■ **PROBLEM DETAILS**
Please show each line of the items below that contains the word "moist", counting uppercase and lowercase as different.

--- START ---

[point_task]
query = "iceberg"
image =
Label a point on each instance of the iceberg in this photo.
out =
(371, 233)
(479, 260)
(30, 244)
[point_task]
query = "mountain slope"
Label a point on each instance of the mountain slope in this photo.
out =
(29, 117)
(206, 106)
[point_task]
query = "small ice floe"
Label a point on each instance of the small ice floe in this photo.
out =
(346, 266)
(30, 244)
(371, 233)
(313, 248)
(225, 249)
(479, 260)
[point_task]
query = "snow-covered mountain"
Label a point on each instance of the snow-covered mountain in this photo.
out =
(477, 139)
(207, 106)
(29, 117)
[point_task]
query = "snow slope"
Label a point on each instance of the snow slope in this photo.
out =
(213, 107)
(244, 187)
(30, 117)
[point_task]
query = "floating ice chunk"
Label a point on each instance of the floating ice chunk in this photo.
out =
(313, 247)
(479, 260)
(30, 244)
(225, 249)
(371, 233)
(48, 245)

--- END ---
--- START ---

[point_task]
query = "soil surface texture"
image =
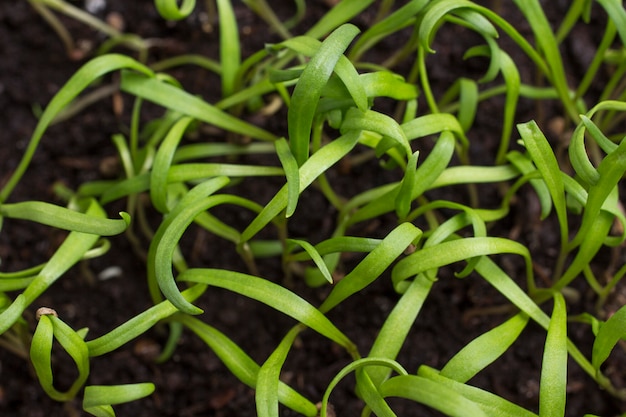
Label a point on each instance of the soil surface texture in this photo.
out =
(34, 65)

--- END ---
--- START ---

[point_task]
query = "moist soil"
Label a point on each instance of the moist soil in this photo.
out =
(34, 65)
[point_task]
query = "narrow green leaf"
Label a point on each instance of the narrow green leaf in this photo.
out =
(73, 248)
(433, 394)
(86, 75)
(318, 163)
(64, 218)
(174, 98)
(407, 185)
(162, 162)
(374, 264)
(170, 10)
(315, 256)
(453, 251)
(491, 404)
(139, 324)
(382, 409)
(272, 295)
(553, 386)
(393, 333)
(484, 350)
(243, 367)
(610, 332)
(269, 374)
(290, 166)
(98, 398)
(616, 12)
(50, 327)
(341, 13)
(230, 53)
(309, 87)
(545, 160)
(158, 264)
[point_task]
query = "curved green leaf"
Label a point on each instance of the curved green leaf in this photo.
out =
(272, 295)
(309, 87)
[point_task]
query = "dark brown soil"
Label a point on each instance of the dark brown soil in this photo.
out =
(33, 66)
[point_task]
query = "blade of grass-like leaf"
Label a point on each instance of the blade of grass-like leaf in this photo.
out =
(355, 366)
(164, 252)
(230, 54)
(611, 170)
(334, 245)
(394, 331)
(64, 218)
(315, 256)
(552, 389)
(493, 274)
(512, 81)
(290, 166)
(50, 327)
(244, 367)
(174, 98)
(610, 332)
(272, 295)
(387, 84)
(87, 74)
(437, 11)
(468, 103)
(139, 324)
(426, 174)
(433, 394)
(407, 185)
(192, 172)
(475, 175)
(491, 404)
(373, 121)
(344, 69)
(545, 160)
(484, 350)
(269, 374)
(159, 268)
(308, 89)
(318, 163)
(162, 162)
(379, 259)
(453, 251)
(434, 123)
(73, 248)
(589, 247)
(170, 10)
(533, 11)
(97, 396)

--- END ---

■ **COMPLETE ANSWER**
query = "moist soil"
Label a point on each instance of the moist soil in this photo.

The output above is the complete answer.